Print the lines below word for word, with nothing changed.

### Task input
▽

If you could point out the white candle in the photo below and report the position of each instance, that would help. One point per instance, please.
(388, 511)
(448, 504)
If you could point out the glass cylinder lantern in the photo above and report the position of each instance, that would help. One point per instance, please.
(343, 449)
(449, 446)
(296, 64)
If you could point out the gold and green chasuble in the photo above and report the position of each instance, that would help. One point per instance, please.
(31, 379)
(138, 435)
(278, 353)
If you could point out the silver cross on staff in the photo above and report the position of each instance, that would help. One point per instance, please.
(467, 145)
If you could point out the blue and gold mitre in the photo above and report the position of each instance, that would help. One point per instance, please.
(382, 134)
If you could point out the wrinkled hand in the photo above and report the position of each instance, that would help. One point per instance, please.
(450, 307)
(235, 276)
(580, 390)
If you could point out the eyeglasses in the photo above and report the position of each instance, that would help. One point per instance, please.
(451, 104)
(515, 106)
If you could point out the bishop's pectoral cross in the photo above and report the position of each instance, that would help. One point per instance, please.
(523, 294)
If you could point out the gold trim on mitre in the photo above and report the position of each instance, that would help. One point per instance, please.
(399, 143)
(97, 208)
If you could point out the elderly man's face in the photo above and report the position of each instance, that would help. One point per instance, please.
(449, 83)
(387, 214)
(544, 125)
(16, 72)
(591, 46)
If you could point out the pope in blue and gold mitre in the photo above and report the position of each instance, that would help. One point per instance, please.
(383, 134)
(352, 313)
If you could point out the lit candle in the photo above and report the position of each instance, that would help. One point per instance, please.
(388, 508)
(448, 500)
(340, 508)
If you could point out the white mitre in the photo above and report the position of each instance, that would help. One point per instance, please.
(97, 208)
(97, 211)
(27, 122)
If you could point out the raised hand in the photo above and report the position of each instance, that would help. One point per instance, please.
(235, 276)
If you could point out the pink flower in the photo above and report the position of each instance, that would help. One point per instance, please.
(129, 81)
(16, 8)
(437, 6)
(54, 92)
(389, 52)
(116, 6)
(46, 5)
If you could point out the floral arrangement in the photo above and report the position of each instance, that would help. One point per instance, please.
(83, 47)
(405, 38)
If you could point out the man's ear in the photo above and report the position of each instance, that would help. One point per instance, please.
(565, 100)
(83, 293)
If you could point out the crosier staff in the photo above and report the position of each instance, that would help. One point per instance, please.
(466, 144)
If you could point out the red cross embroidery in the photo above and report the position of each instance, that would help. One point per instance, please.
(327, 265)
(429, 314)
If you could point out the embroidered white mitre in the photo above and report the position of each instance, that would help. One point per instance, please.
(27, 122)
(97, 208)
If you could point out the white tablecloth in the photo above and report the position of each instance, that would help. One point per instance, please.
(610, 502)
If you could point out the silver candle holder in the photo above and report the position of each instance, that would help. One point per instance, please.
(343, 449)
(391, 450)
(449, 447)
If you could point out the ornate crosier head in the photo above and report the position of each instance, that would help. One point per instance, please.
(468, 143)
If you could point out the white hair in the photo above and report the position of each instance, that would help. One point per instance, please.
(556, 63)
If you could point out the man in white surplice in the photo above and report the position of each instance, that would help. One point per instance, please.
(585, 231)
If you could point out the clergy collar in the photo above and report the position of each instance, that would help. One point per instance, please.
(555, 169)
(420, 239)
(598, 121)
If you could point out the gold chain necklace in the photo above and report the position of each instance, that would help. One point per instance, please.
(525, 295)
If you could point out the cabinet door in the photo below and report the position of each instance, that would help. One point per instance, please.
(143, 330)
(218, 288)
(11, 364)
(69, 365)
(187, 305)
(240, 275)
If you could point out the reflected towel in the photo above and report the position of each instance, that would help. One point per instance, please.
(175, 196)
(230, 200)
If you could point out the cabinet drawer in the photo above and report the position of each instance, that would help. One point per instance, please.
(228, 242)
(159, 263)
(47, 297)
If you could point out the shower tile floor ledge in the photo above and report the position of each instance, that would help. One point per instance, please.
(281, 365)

△

### Complete answer
If you could point out the white candle in the photo below and report the position of each instance, that would help. One point per instance, please.
(388, 511)
(448, 504)
If you could point out the glass cylinder lantern in the photo above and report the position of each instance, that would help. One point per instance, please.
(343, 449)
(449, 446)
(296, 64)
If you could point out the gold and green chasuble in the photo above and report the position of each instance, that would help. One point per instance, please.
(31, 379)
(138, 435)
(278, 353)
If you could point out the silver cross on staff in the photo above and report the position of each instance, that would help. One point per instance, please.
(467, 145)
If you could point out the blue and gold mitre in the photo above and report the position of each instance, that would help. One point per instance, please.
(382, 134)
If you could point out the wrinkled hand in the photo above and report the position of each instance, that would help. One point per instance, please.
(450, 307)
(235, 276)
(580, 390)
If you could point out the eyeglasses in the photo above and report the position of each instance, that would help. One point per instance, please.
(451, 104)
(515, 106)
If you could point out the bishop's pectoral cross in the photo above and report the position of each instance, that would help. One point per instance, please.
(523, 294)
If you could point out the gold trim on mitre in the photo above and report the position of each instance, that would help. One point per instance, please.
(399, 143)
(97, 208)
If you could point out the elderly man's face in the photo above and report the position of each instance, that would help. One point per instance, please.
(449, 83)
(387, 214)
(544, 125)
(16, 72)
(591, 46)
If you could point out the pope in blue and gold mitre in the photo above and report the position of each instance, that would help. One point per instance, please.
(383, 134)
(352, 313)
If you could point out the lit candle in the photo above and report the position of each instance, that would help. One point per instance, please.
(388, 508)
(448, 500)
(340, 508)
If you could point out the white mitre in the photo above and report the position of each instance, that would help. One point per instance, please.
(97, 208)
(97, 211)
(27, 122)
If you could point out the raised hand in the photo above and report the position of each instance, that would help. One point per instance, please.
(235, 276)
If you could point out the pink flower in the photo above and report the position of each instance, that would help. One point per instance, please.
(129, 81)
(16, 8)
(437, 6)
(54, 92)
(389, 52)
(116, 6)
(46, 5)
If you could point out the floral arrangement in the photo above and report the position of each instance, that would help. One point per instance, please.
(83, 47)
(405, 38)
If you could point out the man's ear in the photo above and report the position of each instance, that would help. One point per instance, please.
(565, 100)
(83, 293)
If you could point out the crosier staff in the photo above and report the position of each instance, that would help. One point per instance, please.
(466, 144)
If you could point out the red cross embroidery in the photo above and report the position of each instance, that would help. One point per instance, please.
(327, 265)
(429, 314)
If you could point out the embroidered white mitre in the photo above and report the position of each instance, that would help. One point per instance, please.
(27, 122)
(97, 208)
If you could point out the white tablecloth in the photo above and report the position of each instance, that would help. One point per instance, please.
(610, 502)
If you could point out the silver candle holder in the photo above and report the position of each instance, that would help. One point per instance, please.
(343, 449)
(391, 450)
(449, 447)
If you could point out the ornate crosier head in the photo above and report the position of each instance, that would help. One point per instance, please.
(468, 143)
If you could point out the white hair in the photo above and report the position of each instance, that would help. One point per instance, please.
(556, 63)
If you could point out the man in white surplice in the photo above and report the position of each instance, that would help. One point per instance, please.
(585, 231)
If you could point out the clergy collar in the photo above and report the position of each instance, that would help. One point per instance, please.
(555, 169)
(420, 239)
(598, 121)
If you could point out the gold chain necklace in the photo above and report the position of each instance, that would help. One point per instance, please.
(525, 295)
If you could point out the cabinet door in the photo below and report the position of each instance, that would help. One point per instance, please.
(143, 330)
(218, 288)
(11, 364)
(69, 365)
(187, 305)
(240, 275)
If you could point out the reflected towel in the photo above and report the position of each instance, that would help. One point per instance, please.
(175, 196)
(230, 200)
If you could point out the cabinet drawer in the photo above and report the position of each instance, that would help. One point per instance, please.
(228, 242)
(159, 263)
(47, 297)
If you could point out the shower tile floor ledge in the photo above and report the position of each instance, that would help. One point per instance, please.
(281, 365)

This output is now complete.